*TEXT SHOWN*
= = = = = = =

A new generation of MPs is in Canberra this week, attending their orientation into parliament. The influx of independent representatives who are women has sparked a strong sense of hope for progress on critical issues, including climate change and integrity in parliament.
A life in politics requires courage, confidence and grit. It calls for those who are driven to lead through a desire to serve the community. Critical thinking and high-level skills in communication and collaboration are essential. Add to this an expectation of humble and graceful leadership.
So what are the skills and experiences that have helped elevate some of these independents into political life? Hint: The answers vary.
North Sydney’s newly elected MP Kylea Tink grew up in the NSW country town of Coonabarabran. Kylea’s personal circumstances meant that she used negotiation, a practice at the heart of democratic decision-making, from an early age. “As the eldest of four to parents who both worked full time, I was the one making sure we didn’t all kill each other while mum and dad were at work!” she tells Women’s Agenda.
Having teachers at Coonabarabran High School who identified Tink’s strengths, and who believed in her, opened up key opportunities. “In Year 7 there was a teacher called Don Harvey who identified and put me into the senior debating teams.”
Tink went on to compete extensively in debating through school and with local clubs. “Ultimately it was about developing the capacity to think on your feet, to listen actively to what other people were saying, to process that, and to make a counterargument.” Golden skills for a life in politics.
Kate Chaney is the newly elected Member for Curtin and is also the eldest of four. Kate attended co-educational Catholic schools and recalls powerful programs teaching about professional life. “In the Young Achievers Program, we formed a company and all had roles – I was the CEO. We designed a product, produced it, and sold it,” she says.

= = = = = = =

*YOUR TASKS*
a: In the article on newly elected independent MPs, which teacher put Kylea Tink into the senior debating teams?
b: Repeat the part of the article on newly elected independent MPs between "A life in politics requires" and "and graceful leadership.", inclusive.
c: Pick up the article on newly elected independent MPs after its final sentence and continue writing it.

*RECORDS SUPPLIED*
= = = = = = =

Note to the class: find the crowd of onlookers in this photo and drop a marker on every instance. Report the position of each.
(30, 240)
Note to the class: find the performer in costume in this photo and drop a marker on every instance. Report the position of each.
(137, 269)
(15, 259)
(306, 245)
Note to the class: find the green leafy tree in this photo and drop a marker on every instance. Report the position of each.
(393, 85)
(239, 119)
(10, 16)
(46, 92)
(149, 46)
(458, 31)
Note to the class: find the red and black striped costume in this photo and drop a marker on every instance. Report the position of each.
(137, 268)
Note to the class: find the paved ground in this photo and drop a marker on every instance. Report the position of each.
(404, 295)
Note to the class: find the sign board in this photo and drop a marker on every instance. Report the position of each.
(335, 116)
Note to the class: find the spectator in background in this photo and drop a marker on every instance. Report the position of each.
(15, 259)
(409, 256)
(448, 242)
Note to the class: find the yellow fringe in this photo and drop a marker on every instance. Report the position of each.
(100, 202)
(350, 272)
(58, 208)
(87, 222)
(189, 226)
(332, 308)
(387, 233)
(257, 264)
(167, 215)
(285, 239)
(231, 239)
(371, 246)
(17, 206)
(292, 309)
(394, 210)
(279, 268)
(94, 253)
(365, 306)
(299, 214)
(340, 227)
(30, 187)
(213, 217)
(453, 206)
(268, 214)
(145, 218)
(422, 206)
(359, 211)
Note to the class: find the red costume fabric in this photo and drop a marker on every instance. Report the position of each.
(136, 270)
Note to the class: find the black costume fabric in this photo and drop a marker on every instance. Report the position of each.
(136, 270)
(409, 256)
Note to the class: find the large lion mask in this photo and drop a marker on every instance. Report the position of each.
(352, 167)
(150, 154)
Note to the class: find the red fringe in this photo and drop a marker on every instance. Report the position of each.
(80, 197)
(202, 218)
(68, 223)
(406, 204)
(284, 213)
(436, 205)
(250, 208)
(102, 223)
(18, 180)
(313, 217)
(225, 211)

= = = = = = =

*OUTPUTS IN ORDER*
a: Don Harvey

b:
A life in politics requires courage, confidence and grit. It calls for those who are driven to lead through a desire to serve the community. Critical thinking and high-level skills in communication and collaboration are essential. Add to this an expectation of humble and graceful leadership.

c:
“We then wound up the company. At that age (15) you’re not really sure what you’re capable of, so having extra-curricular experiences that put you out of your comfort zone was quite formative.”
Important lessons about leadership have carried through for Kate. “I didn’t have a formal leadership role in Year 12 and I remember being quite devastated [about this]. But it was good for me because I continued to contribute and realised that contributing to your community, without the official role, is its own reward. It’s not about the glory.”
Dr Sophie Scamps (pronounced ‘Scomps’) is the new Member for Mackellar and is the youngest of four. Sophie sees years of rough-and-tumble play with two older brothers as largely responsible for building the courage required for new and challenging situations. “I didn’t really have a fear of things. I think that’s because my older brothers normalised a lot of [adventurous] behaviours.”
The family’s involvement in little athletics led Scamps to become a highly competitive athlete. “I think that’s what helped me step into this [political] race – a lifelong history of stepping out onto the track and putting myself in the race. It’s something I was used to doing.”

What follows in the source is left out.